(Records of labeled points)

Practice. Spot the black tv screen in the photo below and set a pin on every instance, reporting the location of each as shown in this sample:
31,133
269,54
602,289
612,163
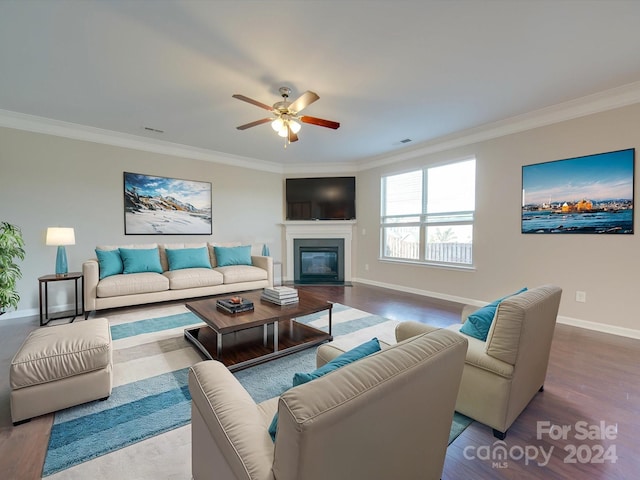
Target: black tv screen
324,198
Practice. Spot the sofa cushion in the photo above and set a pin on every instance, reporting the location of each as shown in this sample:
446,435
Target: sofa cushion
137,260
479,322
242,273
226,256
131,284
188,258
110,262
193,278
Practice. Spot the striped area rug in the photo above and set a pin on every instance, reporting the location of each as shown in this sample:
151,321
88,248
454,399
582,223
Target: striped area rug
142,430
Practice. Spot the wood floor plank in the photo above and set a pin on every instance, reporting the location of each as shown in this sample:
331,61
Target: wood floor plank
592,378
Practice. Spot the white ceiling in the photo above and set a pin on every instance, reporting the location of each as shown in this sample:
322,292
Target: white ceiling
386,70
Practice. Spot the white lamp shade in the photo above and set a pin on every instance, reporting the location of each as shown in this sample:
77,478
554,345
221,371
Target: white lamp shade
60,236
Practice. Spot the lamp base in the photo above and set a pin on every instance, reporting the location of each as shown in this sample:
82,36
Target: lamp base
61,262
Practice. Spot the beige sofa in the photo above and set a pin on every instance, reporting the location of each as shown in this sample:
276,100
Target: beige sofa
385,416
149,287
503,374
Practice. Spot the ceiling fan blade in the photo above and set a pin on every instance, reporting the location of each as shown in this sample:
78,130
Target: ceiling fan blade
253,124
252,101
303,101
292,136
320,121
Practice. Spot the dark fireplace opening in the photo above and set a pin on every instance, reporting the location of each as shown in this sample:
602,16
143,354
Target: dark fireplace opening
318,263
319,260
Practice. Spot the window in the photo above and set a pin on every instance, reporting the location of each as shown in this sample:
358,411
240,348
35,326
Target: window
427,215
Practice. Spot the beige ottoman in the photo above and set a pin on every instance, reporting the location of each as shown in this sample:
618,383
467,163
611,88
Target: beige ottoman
61,366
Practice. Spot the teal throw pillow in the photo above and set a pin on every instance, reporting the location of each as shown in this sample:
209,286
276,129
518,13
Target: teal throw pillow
346,358
138,260
479,322
110,263
188,258
226,256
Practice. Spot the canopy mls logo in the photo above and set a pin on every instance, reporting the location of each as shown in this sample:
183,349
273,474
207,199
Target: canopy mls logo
587,451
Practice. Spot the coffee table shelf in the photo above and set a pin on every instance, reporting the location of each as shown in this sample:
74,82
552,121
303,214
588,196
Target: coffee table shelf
245,339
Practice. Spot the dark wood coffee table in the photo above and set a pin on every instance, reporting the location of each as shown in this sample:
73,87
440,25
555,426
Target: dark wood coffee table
240,340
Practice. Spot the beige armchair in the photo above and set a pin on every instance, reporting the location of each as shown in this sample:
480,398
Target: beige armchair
503,374
385,416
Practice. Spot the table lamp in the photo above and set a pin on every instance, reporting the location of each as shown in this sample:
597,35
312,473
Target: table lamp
61,236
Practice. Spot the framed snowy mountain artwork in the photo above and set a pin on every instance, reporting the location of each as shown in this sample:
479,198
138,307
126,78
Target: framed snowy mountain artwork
166,206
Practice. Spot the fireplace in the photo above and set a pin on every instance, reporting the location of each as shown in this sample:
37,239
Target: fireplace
319,260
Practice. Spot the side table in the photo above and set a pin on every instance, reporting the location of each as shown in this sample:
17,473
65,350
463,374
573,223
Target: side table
44,282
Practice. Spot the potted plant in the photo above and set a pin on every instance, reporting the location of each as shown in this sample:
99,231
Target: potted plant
11,248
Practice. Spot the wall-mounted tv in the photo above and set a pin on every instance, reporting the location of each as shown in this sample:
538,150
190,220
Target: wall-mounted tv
591,194
321,198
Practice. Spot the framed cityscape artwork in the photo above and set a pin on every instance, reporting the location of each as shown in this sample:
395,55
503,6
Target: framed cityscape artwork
166,206
590,194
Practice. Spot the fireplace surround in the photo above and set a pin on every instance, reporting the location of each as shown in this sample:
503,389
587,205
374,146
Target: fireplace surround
317,230
318,260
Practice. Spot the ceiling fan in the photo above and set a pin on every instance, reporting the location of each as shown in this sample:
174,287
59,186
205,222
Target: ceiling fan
286,118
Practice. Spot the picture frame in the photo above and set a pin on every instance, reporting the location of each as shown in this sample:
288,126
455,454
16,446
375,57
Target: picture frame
155,205
593,194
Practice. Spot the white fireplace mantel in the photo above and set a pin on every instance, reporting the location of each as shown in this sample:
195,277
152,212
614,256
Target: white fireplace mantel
318,229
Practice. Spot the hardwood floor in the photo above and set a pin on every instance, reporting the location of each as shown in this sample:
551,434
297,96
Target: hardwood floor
592,388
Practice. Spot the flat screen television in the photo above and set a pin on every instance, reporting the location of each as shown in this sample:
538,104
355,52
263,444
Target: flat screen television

EXERCISE BRIEF
Without the images, write out each line of the data verbatim.

RESULT OF THIS TASK
Practice. Spot the black tv screen in the photo below and set a pin on every instance, reporting the location of each as shown in this sample:
31,133
269,54
602,289
612,163
Target: black tv screen
324,198
Practice. Spot the sofa cushion in the photo above and set a pin on every instance, reporting the location of each as shown in this sample:
446,435
Target: sofa cushion
137,260
479,322
242,273
226,256
131,284
188,258
110,262
193,278
Practice. Spot the striped area rug in the photo above and set a pin on every instance, reporting the location of each as shown in this sample:
151,321
88,248
454,399
582,223
Target: striped area rug
142,430
Practice. Spot the wood floor plank in the photo above and set a pin on every instance, reporting the location of each as shown in this sample:
331,61
Target: wood floor plank
592,378
Practice. Spot the white ceiling in the photo above and set a pin on every instance, reporting the location of each as shown in this sample:
322,292
Target: white ceiling
386,70
Practice. Spot the white lamp shade in the photo above and set a pin on every instance, reporting the location of each as shown in this sample:
77,478
554,345
221,371
Target: white lamp shade
60,236
Practice. Spot the lamp base in the photo above and set a pin on every instance, reporting the location of each as shown in this sample:
82,36
Target: lamp base
61,262
Practice. Spot the beige sofa in the photo above and set a pin on every instance, reporting the location of each as shown in this sample:
276,100
Target: beige sofa
385,416
149,287
503,374
Practice. Spot the ceiling fan blade in the photo above and set a pin on every instance, reporting the location of each as shown in this sample:
78,130
Target: ceiling fan blade
253,124
252,101
303,101
292,136
320,121
Practice. Spot the dark fireplace opening in the photo above and set a pin on every instance, reporting the location of each as shown in this sample:
602,16
143,354
Target: dark fireplace opening
318,263
319,260
Practice. Spot the window in the photo above and set a pin on every instance, reporting the location of each as shown in this sample:
358,411
240,348
35,326
Target: window
427,215
Practice. Spot the beige ottoman in the photo above and set a pin on every instance, reporting the location of each as shown in this sample:
618,383
467,163
611,88
Target: beige ottoman
61,366
Practice. Spot the teal throw pillow in the photo above and set a pin on every instance, reporting the location of each as shown in this sample:
209,286
276,129
518,13
Target: teal throw pillow
346,358
138,260
479,322
110,263
188,258
226,256
Practice. Spot the canopy mls logo in the photo above and set a pin on every instance, reporting the location of each as shown in this sample:
183,349
273,474
207,199
Target: canopy mls logo
587,451
Practice. Spot the coffee table shelf in the photo above and set a pin on every instance, reporting the location of each as shown in this sample:
74,82
552,121
303,214
588,196
Target: coffee table shelf
245,339
Practice. Spot the dark wood coffee table in the photo above and set a pin on every instance, reporting the location of each as shown in this sample:
73,87
440,25
555,426
Target: dark wood coffee table
240,340
Practice. Spot the beige armchair in the photo above and set a pin on every instance, reporting the location of each as shown in this sample:
480,398
Target: beige armchair
503,374
385,416
Practice. Spot the table lamp in the photo above and set a pin on every instance, reporting the location of each as shown in this sample:
597,35
312,473
Target: table lamp
61,236
Practice. Spot the framed snowy mountain artwork in the photo above and set a pin on every instance, reporting the location of each as shown in this sample:
479,198
138,307
126,78
Target: framed snowy mountain artwork
166,206
Practice. Spot the fireplace in the photo above and set a pin on every instance, reporting the location of each as shown in this sample:
37,239
Target: fireplace
319,260
Practice. Spot the side table in the photo above and set a pin on every instance, reporting the location of each as shown in this sample:
17,473
65,350
463,374
573,223
Target: side table
44,282
Practice. Spot the potted plant in the photo above and set a pin on every instance, reporting the location of each as shown in this sample:
99,231
Target: potted plant
11,248
Practice. Spot the wall-mounted tv in the photo above and set a pin on every instance, reporting the location of each as shown in this sample:
538,150
190,220
Target: wall-mounted tv
591,194
321,198
Practice. Spot the framed cityscape artwork in the photo above and set a pin on every instance, reporting the location of each as shown in this sample:
395,55
503,6
Target: framed cityscape artwork
166,206
590,194
Practice. Spot the fireplace surround in the photo above and set a pin on every instance, reporting the location of each as shown in this sample:
503,389
587,205
374,146
Target: fireplace surround
317,230
318,260
Practice. Spot the ceiling fan in the photo above and set a pin on every instance, reporting the location of each as shown in this sample:
174,287
59,186
205,222
Target: ceiling fan
286,118
Practice. Spot the picture frame in the photo above and set a pin on every instance, reporting the location of each as shown in this sample:
288,126
455,454
16,446
375,57
Target: picture frame
155,205
593,194
Practice. Spot the white fireplace mantel in the photo above and set a pin on every instance, reporting the location of each as shown in this sample:
195,277
152,212
614,256
Target: white fireplace mantel
318,229
Practice. Spot the hardwood floor in the photo above and set a pin on every instance, reporting the location of each as shown in this sample:
551,434
297,96
Target: hardwood floor
592,388
Practice. Spot the flat screen television in the photo above and set a pin on every instance, reporting the location of each as shown in this sample:
538,104
355,52
263,444
Target: flat screen television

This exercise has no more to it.